Box annotations for photos
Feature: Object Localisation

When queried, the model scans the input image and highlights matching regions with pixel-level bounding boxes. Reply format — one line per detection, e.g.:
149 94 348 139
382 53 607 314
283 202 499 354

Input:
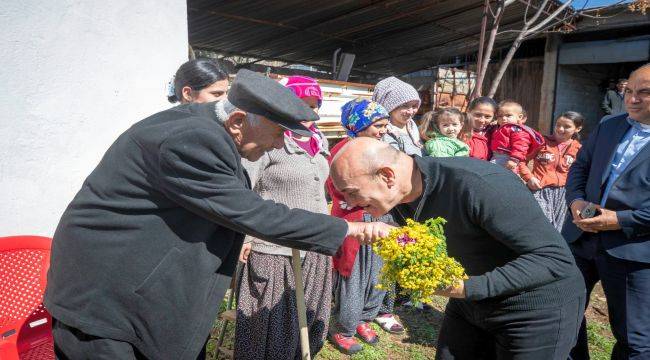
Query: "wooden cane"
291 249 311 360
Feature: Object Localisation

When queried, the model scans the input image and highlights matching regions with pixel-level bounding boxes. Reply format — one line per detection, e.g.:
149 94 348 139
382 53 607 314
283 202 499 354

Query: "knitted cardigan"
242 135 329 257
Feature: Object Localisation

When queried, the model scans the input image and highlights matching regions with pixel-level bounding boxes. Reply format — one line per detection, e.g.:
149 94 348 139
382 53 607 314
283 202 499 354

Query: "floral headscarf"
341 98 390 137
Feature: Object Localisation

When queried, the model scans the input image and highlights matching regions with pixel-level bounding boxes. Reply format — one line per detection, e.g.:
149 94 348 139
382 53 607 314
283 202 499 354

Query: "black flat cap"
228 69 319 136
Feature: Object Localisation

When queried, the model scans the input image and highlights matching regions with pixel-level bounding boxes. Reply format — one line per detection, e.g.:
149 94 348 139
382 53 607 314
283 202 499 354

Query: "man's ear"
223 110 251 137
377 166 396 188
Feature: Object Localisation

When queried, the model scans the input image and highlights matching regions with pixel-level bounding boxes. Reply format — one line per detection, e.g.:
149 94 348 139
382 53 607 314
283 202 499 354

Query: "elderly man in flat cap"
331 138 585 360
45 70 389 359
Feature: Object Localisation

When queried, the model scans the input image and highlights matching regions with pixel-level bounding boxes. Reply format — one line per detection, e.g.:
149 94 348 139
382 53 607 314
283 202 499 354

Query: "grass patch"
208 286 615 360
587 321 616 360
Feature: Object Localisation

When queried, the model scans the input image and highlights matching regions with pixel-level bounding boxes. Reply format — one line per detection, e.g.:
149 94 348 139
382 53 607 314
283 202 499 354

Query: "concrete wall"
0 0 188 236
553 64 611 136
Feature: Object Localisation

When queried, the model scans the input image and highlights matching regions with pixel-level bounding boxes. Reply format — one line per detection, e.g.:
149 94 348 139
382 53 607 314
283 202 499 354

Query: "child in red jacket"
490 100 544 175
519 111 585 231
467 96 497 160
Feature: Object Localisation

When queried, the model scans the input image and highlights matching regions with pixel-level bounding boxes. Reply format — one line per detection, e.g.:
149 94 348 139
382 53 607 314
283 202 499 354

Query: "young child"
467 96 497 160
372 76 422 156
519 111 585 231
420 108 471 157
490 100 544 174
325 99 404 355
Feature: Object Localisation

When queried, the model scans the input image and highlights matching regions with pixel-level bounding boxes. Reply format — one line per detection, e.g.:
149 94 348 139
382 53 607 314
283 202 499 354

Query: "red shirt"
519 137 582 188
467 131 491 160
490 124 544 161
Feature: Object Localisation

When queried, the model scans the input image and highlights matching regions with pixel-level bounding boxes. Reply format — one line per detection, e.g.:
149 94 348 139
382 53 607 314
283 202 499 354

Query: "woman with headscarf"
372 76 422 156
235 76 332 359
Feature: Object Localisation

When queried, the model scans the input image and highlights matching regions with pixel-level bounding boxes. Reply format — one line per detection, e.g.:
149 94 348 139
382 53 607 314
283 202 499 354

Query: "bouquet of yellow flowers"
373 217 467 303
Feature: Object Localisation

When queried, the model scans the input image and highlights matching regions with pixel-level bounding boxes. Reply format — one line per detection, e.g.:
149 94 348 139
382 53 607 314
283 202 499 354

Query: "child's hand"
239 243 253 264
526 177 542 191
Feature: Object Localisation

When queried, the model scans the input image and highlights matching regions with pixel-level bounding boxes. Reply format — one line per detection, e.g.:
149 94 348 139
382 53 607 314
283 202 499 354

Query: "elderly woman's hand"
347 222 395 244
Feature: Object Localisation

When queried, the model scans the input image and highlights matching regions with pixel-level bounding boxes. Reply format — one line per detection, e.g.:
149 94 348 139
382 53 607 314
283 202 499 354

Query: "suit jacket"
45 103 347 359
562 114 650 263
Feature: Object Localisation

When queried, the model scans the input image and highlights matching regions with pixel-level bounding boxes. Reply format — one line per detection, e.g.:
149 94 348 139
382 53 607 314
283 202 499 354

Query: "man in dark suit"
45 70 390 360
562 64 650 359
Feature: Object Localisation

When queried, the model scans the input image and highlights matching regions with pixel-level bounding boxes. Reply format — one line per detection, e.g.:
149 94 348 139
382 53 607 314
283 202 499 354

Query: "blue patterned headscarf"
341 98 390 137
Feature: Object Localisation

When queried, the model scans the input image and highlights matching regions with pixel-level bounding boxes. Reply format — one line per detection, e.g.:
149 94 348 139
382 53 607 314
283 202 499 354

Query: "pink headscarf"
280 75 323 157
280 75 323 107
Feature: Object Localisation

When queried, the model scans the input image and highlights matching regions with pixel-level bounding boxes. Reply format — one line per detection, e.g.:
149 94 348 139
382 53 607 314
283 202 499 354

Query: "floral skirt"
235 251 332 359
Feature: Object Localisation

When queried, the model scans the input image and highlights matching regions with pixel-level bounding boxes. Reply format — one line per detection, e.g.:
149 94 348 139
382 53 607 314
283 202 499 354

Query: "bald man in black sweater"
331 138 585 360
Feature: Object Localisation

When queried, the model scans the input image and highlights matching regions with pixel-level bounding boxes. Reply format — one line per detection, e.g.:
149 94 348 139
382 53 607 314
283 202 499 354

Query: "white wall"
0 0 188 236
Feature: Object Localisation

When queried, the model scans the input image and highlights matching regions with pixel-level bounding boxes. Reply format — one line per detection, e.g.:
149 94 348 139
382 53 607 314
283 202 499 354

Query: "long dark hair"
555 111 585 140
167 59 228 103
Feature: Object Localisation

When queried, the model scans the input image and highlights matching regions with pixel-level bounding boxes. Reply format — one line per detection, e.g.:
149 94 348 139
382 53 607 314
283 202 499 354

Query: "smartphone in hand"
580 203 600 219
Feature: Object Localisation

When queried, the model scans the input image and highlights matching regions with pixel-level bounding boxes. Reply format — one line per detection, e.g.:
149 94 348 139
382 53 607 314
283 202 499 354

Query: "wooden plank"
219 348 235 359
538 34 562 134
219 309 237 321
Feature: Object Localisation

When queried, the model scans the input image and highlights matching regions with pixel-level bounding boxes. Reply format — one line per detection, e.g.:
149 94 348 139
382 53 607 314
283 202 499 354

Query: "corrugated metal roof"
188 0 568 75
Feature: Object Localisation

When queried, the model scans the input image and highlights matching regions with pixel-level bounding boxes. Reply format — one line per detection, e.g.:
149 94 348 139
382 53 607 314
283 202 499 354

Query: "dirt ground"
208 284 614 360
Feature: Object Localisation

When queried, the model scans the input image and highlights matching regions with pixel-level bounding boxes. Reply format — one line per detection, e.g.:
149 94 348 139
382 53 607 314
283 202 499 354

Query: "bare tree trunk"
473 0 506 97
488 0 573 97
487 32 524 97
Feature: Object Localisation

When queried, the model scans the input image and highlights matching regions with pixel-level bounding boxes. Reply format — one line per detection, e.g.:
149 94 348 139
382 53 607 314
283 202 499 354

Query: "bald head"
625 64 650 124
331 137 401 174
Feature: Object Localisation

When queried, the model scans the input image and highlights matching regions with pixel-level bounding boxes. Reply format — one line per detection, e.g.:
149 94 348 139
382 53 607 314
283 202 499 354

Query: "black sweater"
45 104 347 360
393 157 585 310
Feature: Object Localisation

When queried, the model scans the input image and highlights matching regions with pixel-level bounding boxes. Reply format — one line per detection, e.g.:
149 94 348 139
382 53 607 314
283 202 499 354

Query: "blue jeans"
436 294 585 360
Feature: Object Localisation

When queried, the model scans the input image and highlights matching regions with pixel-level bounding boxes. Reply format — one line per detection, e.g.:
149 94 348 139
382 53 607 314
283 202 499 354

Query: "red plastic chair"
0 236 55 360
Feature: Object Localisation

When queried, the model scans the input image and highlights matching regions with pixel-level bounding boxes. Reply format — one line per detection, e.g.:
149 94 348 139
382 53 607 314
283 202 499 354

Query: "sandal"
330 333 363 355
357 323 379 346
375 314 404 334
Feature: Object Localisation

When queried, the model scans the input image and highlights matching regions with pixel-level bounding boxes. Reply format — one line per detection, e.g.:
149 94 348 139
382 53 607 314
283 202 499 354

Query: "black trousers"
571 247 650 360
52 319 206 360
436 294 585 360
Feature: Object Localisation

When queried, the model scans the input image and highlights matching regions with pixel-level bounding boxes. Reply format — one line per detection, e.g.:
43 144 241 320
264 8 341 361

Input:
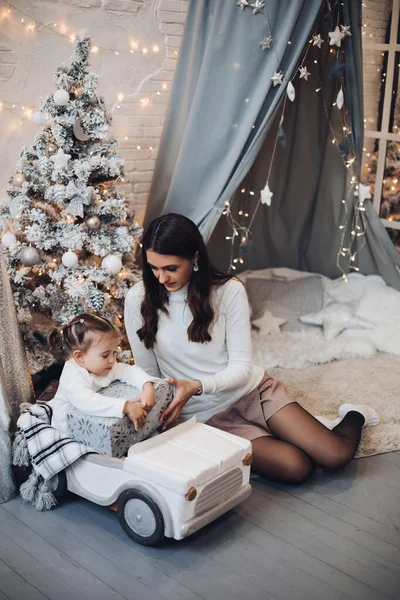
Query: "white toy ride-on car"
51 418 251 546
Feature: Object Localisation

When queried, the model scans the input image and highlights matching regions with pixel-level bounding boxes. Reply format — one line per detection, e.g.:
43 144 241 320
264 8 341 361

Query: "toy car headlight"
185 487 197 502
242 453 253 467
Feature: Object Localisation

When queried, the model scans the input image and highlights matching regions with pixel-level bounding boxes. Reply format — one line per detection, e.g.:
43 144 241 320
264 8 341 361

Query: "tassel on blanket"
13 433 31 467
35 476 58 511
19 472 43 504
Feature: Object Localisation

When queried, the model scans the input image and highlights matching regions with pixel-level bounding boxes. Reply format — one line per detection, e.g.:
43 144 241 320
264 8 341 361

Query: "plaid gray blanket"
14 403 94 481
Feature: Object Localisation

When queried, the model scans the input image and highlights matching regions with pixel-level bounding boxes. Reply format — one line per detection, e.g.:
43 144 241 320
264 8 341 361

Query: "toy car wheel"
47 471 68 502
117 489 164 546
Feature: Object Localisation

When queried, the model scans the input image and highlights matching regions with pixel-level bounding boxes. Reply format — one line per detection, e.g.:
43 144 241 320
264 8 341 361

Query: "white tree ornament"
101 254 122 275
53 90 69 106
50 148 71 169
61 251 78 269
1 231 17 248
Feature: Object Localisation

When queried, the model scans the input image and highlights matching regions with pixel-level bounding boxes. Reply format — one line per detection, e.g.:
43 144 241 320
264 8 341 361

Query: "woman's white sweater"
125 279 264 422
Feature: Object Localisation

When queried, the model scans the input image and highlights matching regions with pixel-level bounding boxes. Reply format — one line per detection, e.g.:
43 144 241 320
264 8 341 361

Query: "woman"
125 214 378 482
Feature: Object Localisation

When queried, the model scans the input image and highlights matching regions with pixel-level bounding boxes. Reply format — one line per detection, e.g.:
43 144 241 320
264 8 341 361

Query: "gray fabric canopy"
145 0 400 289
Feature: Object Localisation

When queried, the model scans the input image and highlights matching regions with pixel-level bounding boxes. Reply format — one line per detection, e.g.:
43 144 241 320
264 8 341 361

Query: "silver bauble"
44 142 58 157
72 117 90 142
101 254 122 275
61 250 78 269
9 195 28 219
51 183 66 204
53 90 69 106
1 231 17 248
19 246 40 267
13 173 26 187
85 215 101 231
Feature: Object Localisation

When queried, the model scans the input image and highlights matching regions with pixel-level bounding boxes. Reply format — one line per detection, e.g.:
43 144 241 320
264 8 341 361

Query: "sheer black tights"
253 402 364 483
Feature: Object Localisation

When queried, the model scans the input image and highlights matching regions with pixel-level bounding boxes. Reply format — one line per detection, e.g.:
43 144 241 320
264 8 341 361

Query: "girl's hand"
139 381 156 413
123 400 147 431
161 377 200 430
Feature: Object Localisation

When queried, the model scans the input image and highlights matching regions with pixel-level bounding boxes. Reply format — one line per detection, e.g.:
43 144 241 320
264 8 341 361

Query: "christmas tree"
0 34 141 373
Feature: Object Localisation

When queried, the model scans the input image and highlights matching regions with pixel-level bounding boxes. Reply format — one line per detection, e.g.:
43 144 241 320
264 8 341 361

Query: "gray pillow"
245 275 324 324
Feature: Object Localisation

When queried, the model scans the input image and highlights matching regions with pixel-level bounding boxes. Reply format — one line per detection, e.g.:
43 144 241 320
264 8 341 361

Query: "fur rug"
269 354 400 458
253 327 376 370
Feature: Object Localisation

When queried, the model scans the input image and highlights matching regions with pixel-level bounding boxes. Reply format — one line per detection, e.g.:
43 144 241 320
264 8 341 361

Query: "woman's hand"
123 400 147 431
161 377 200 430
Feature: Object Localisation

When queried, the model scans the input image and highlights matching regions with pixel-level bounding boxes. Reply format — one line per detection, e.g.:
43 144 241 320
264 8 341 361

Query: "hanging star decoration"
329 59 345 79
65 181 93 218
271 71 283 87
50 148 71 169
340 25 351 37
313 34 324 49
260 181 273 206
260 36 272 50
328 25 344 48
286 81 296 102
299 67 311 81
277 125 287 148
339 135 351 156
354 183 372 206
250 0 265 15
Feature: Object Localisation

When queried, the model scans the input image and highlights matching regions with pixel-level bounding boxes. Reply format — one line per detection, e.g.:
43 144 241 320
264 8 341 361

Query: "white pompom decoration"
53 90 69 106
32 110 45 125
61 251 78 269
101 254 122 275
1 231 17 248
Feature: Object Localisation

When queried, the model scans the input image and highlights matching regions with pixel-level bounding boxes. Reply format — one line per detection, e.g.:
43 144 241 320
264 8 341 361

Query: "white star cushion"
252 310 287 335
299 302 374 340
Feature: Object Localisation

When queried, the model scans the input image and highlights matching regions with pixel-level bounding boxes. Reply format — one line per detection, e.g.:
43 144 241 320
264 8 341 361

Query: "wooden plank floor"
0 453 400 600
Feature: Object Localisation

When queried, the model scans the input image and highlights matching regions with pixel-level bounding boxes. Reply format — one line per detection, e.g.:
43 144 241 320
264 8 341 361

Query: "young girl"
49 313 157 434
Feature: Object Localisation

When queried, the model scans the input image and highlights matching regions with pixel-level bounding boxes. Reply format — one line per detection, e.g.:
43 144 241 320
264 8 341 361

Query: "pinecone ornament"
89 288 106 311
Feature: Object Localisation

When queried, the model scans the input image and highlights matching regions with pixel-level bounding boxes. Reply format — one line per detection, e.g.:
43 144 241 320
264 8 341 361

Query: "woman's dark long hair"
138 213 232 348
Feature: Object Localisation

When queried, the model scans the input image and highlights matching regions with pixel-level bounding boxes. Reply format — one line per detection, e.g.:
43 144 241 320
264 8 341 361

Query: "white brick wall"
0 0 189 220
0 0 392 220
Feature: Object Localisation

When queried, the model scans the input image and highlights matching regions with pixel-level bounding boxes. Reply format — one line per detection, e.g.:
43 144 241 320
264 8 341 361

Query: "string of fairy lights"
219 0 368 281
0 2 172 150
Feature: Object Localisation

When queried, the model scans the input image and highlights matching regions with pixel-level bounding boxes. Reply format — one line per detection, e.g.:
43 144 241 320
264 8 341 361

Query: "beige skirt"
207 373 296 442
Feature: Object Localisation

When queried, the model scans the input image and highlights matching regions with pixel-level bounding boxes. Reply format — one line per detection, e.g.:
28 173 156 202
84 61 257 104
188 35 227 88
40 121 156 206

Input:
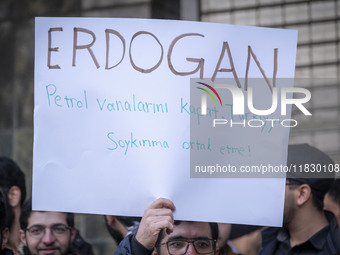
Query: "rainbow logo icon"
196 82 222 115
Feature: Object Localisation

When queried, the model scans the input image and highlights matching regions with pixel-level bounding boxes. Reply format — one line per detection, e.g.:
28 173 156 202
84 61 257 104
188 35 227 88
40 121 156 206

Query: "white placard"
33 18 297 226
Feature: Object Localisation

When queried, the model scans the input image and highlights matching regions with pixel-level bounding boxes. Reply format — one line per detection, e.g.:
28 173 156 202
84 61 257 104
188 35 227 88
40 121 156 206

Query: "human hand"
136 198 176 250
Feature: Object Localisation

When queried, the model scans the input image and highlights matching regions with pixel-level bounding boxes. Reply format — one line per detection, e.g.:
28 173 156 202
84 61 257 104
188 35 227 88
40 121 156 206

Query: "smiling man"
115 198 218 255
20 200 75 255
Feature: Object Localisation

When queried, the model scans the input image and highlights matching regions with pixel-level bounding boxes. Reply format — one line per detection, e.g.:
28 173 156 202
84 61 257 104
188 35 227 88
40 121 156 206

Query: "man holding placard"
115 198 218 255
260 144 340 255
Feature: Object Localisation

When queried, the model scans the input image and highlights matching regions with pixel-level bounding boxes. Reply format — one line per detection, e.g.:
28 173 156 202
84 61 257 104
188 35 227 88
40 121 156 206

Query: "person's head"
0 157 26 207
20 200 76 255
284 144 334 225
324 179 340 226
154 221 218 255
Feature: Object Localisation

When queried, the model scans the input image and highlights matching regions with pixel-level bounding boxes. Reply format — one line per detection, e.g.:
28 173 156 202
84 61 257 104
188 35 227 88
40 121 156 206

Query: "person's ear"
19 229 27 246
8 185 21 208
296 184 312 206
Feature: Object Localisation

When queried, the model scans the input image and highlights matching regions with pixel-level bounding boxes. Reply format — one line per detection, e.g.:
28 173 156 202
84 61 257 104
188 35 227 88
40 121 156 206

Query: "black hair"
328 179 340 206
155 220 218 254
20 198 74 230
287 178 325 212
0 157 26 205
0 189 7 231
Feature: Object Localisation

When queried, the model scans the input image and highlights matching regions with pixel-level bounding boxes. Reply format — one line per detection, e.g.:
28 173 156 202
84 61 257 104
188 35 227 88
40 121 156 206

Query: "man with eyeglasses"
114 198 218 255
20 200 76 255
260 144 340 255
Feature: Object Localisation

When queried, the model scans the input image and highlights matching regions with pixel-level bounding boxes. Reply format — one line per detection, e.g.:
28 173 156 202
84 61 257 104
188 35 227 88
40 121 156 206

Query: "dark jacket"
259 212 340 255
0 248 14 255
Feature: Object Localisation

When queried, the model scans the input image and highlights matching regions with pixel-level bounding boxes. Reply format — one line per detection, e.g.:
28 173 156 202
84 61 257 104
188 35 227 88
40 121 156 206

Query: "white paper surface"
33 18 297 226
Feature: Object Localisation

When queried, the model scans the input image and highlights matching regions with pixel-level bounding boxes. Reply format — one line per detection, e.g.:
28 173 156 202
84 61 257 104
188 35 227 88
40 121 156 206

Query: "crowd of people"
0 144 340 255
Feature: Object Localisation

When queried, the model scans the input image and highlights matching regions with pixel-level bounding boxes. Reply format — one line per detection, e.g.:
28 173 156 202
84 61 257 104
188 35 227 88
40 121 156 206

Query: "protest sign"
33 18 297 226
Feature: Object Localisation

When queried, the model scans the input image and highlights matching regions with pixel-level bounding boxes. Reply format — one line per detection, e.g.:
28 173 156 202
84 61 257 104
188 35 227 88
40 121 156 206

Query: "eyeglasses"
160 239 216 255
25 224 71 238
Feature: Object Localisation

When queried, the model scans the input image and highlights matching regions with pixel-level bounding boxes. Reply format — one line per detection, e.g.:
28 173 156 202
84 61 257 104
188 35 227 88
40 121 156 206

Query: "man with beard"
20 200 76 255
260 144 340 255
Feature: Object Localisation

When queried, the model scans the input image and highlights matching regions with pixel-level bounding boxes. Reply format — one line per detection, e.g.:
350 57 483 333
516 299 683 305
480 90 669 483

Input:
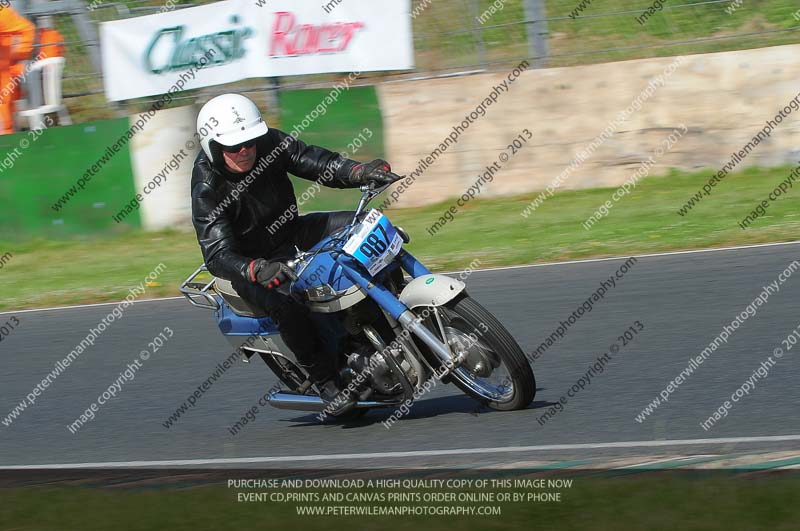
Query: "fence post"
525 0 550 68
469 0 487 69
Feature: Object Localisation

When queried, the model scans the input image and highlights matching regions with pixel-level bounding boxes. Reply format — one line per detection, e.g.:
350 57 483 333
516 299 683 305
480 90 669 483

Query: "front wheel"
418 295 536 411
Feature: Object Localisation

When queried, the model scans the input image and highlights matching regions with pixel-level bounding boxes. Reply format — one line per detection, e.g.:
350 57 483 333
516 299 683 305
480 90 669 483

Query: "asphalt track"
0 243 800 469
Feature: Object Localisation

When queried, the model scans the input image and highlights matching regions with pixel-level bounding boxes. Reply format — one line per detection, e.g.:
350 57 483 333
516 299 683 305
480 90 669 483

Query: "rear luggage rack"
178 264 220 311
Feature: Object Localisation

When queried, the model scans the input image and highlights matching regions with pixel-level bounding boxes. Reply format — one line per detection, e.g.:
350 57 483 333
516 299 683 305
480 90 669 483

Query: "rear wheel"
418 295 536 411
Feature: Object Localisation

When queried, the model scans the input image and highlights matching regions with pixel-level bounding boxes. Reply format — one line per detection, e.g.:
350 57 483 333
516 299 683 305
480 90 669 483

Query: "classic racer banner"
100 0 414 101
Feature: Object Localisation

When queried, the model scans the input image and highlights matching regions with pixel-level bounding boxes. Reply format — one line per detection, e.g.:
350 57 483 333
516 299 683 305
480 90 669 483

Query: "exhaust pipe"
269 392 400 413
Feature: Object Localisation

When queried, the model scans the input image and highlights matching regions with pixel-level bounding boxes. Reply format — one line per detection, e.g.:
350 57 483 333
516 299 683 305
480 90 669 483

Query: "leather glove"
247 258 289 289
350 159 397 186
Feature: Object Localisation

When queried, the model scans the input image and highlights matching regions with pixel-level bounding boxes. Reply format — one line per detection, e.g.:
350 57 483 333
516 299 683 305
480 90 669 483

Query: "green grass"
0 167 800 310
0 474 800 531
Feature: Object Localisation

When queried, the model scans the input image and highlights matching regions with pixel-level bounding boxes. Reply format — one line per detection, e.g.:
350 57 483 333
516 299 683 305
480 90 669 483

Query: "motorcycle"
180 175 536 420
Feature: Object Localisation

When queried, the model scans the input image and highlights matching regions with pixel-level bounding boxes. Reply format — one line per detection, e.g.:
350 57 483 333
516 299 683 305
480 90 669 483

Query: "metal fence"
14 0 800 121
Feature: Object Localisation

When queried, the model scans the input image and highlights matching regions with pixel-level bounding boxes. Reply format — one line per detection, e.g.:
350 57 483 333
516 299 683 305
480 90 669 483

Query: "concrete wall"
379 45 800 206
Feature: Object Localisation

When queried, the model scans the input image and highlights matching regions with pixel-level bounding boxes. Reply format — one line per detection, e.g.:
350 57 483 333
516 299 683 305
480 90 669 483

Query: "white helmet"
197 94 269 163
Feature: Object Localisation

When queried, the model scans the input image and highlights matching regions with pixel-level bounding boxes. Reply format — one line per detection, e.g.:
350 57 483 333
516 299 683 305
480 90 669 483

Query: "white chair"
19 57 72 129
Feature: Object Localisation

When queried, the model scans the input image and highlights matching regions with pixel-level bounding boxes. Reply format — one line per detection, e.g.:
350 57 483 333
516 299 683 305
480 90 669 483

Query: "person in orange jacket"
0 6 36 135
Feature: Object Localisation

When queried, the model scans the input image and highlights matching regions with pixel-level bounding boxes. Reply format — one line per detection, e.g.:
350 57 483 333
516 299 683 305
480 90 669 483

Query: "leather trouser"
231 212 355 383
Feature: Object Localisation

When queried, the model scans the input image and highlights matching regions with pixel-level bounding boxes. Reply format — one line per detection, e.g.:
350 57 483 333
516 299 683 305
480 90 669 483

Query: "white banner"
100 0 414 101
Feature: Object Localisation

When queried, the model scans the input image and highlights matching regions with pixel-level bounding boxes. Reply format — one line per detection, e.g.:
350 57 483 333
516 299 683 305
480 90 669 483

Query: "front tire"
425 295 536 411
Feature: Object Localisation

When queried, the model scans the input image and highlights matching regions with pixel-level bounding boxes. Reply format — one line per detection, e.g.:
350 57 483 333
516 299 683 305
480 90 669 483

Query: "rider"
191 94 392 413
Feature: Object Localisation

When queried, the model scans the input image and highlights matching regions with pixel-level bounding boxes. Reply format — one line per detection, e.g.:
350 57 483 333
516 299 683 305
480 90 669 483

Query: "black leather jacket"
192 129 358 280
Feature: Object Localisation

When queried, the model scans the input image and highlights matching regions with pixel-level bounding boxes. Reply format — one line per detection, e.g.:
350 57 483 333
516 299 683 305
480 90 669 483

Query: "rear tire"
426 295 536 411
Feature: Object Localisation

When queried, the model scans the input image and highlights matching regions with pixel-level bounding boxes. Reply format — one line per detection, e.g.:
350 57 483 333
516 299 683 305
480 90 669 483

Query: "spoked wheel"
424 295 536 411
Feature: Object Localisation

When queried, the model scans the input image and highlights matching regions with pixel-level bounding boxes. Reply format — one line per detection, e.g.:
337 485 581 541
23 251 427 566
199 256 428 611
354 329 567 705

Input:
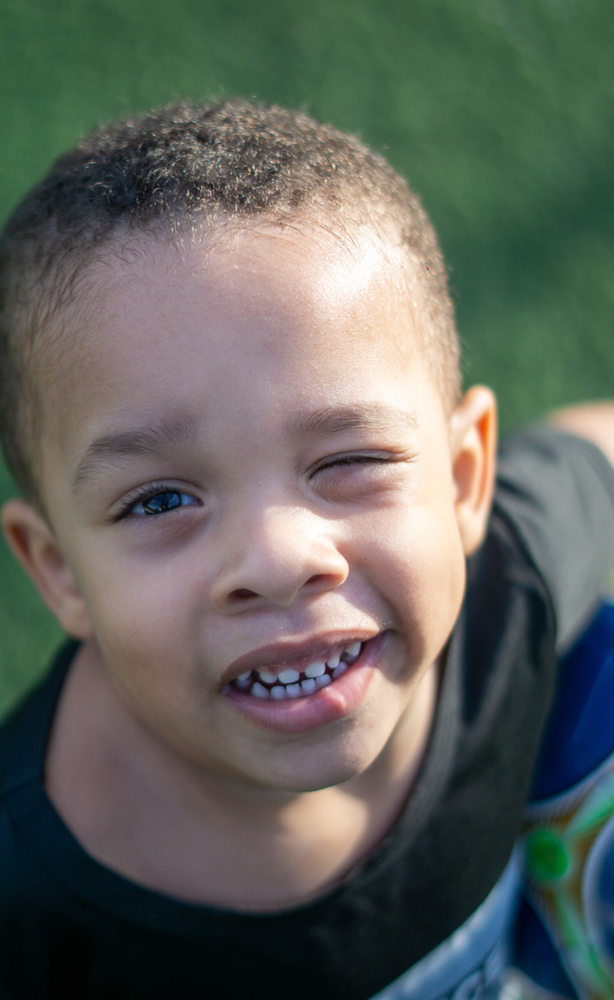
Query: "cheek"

WHAT YOU NEED TO DO –
Copy the records word for word, starting at the very first line and going up to and including the line with "242 135 329 257". Leave the pictures out of your answer.

WRITTEN SOLUTION –
Feature: Object Localisation

When queried, the model scans the input image and highlights matching regions with pixel-level bounding boxes. Reply format — one line per detection, e.g.:
149 94 348 139
382 53 607 314
283 202 499 354

Input:
Query: "wooden cane"
291 249 311 360
Feature: Object Localisation

When queried, the model scans the input image and highlights matching regions with pixel-level bounding boxes. Reply format — one line per detection, e.g.:
149 94 348 139
382 53 607 314
283 202 499 354

Query: "knitted cardigan"
242 135 329 257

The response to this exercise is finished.